**What to work on**:
Count the lines below that contain the string "boat", treating uppercase and lowercase letters as different. Reply with the number alone.

**Supplied information**:
□ □ □
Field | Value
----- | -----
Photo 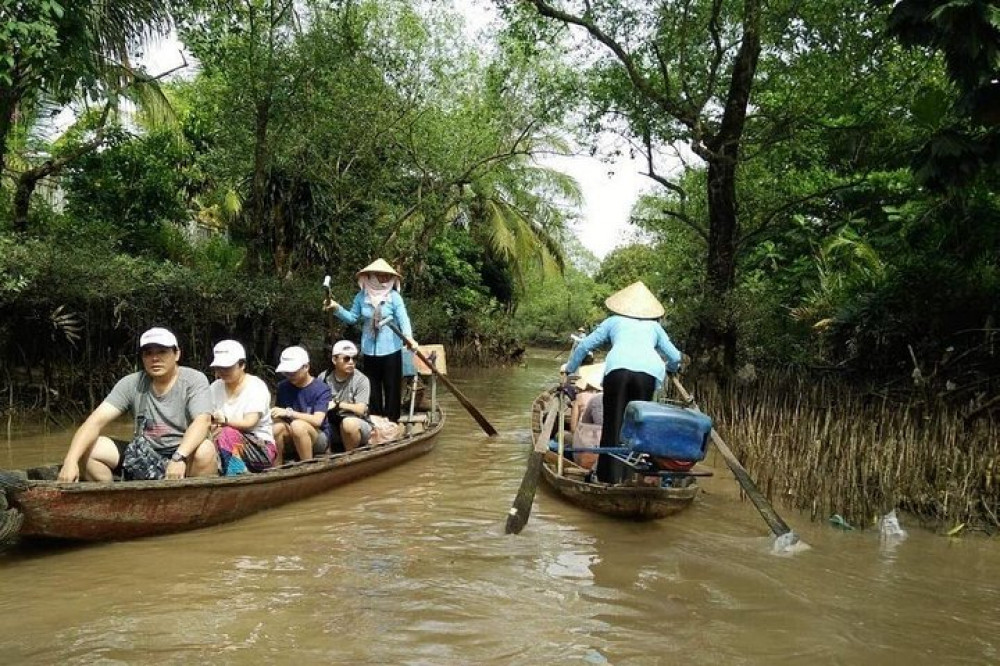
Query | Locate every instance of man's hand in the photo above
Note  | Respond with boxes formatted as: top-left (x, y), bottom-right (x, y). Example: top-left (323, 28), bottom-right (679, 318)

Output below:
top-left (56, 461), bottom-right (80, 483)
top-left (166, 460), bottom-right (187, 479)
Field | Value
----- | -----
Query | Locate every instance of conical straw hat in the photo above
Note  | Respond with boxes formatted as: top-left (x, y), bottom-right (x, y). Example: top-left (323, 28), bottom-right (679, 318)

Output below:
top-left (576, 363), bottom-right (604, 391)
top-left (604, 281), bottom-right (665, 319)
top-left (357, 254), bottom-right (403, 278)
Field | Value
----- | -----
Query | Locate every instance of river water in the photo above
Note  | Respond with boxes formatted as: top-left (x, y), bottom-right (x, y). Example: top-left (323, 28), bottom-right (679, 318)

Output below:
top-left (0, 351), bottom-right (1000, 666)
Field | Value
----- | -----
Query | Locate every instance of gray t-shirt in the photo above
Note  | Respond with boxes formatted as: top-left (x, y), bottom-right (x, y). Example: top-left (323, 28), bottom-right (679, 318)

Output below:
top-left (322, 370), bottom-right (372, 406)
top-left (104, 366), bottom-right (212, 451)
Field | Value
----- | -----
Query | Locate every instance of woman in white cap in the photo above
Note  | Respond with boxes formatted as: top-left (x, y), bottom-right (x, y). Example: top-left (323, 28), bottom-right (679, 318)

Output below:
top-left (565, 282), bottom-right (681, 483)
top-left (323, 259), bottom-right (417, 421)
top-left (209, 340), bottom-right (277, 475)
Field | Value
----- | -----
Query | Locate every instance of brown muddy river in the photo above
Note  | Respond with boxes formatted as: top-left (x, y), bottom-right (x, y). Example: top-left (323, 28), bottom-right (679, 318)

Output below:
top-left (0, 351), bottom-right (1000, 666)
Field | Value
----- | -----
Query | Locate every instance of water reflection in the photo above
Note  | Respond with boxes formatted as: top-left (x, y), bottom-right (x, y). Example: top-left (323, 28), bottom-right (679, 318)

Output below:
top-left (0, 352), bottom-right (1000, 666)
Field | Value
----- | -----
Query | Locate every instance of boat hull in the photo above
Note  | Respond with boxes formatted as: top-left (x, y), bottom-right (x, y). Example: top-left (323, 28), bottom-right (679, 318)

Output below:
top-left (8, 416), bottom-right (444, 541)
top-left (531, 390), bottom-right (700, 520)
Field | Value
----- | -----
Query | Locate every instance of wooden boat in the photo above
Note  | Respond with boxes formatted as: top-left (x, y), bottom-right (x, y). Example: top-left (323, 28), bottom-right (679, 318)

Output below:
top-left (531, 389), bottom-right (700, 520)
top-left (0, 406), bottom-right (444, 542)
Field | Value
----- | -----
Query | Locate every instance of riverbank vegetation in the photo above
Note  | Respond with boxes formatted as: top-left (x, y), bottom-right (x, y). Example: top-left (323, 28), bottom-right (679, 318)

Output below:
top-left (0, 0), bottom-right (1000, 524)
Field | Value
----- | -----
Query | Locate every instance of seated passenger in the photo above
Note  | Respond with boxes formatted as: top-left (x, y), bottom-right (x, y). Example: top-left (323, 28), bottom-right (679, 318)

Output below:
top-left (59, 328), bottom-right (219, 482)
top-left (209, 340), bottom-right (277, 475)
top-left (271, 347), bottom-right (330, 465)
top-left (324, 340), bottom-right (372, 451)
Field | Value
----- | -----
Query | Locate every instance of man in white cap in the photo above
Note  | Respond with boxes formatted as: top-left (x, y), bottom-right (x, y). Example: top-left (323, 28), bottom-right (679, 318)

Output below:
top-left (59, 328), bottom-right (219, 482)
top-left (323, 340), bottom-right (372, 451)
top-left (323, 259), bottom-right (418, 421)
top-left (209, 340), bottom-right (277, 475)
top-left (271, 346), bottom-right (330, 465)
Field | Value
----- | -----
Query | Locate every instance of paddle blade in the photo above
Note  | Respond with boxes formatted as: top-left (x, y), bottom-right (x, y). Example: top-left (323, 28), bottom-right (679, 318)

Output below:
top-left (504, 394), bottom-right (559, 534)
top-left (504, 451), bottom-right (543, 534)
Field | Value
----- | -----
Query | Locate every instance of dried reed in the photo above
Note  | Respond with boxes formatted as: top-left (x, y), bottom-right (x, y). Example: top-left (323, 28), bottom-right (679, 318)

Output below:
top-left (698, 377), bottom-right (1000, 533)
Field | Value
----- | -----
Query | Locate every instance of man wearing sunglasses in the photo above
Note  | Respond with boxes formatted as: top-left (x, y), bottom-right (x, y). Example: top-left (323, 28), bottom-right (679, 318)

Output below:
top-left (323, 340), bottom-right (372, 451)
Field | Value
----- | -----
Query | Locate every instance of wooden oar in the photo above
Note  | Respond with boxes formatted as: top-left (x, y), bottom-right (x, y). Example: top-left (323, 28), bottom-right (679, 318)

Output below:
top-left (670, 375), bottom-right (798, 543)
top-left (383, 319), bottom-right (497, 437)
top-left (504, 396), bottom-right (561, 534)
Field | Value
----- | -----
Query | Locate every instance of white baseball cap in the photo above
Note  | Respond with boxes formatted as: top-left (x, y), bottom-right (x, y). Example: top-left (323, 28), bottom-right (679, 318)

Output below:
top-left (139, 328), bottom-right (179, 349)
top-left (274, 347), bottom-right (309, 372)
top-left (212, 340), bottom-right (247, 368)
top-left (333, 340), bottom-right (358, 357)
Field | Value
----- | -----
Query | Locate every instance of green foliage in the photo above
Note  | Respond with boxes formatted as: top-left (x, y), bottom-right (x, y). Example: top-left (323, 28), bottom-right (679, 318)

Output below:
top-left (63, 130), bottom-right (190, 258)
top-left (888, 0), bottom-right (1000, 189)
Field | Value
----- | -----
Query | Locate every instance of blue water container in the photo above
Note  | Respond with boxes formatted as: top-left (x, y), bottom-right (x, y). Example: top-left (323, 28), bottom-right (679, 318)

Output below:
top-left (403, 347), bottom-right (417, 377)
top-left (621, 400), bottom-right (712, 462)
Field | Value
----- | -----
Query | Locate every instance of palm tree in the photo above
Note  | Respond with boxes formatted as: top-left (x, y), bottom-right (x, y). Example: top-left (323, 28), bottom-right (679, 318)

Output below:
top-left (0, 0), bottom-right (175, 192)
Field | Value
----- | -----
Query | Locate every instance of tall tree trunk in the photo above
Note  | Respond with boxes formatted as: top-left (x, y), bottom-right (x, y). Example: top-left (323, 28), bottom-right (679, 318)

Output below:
□ □ □
**Task output**:
2